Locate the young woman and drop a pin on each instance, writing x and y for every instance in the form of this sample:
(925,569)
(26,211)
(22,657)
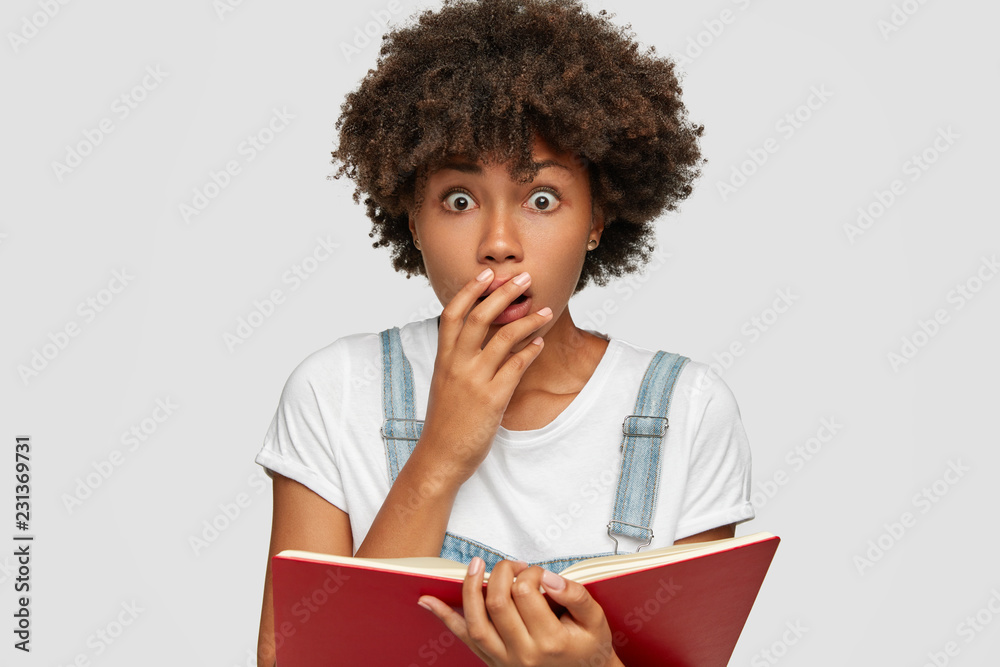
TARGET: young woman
(510,151)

Given exercise →
Print the records above again line for line, without any change, and leave out the pictures.

Written reply →
Locate the young woman and drop a pin on each instance, writing x and y for every instance in the form of this sample:
(925,569)
(26,211)
(22,657)
TARGET: young woman
(510,151)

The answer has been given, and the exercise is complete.